AIM OF THE TASK. Reproduce the lines from the one holding "Mark one point per instance of the dark" through the one holding "Mark one point per instance of the woman's arm.", inclusive, replacing "instance" with "occurrence" and leaving everything else unchanged. Provide only those lines.

GIVEN RECORDS.
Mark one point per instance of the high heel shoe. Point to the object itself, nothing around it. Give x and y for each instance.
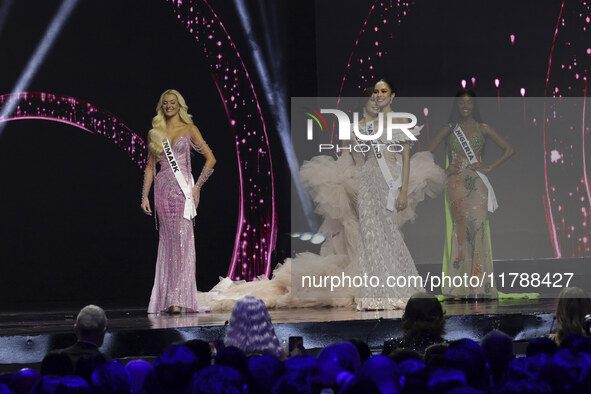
--
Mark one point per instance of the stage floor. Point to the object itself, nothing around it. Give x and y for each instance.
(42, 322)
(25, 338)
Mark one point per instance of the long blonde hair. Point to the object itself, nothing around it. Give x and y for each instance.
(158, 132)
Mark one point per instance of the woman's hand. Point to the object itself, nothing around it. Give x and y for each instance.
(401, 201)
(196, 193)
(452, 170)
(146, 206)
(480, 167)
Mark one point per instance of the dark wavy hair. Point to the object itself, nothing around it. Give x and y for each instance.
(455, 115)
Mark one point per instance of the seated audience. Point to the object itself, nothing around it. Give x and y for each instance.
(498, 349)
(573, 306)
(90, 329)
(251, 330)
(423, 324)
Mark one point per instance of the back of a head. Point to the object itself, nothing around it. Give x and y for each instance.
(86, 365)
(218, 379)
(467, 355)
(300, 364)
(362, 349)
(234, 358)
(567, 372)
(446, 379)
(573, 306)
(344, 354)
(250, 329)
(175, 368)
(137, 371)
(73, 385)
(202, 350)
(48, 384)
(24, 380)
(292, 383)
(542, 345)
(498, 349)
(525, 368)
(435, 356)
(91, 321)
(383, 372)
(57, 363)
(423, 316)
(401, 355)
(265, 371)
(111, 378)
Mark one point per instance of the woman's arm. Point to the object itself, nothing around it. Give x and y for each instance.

SOLUTION TO THIS TASK.
Mark one point per occurrence of the dark wavy hair. Point to the object itself, nothing around it. Give x and y for each occurrence.
(455, 115)
Mark one point per occurrence of the seated audience. Point to the object itself, nothing around it. Give x and y for each occurrence.
(498, 349)
(573, 306)
(90, 329)
(251, 330)
(423, 324)
Mark one point per occurrence of the back of a head. Point to the object itself, nothing around it. Give x and y for each occurrence.
(86, 365)
(218, 379)
(467, 355)
(300, 364)
(362, 349)
(234, 358)
(567, 372)
(446, 379)
(573, 306)
(344, 354)
(250, 329)
(175, 368)
(137, 371)
(73, 385)
(202, 350)
(48, 384)
(24, 380)
(292, 383)
(542, 345)
(498, 349)
(525, 368)
(435, 356)
(91, 321)
(383, 372)
(57, 363)
(423, 316)
(401, 355)
(265, 371)
(111, 378)
Mark one point per occurrence of the woman's arm. Point to the object itself, nothing around it. Give x and y for each occurrence.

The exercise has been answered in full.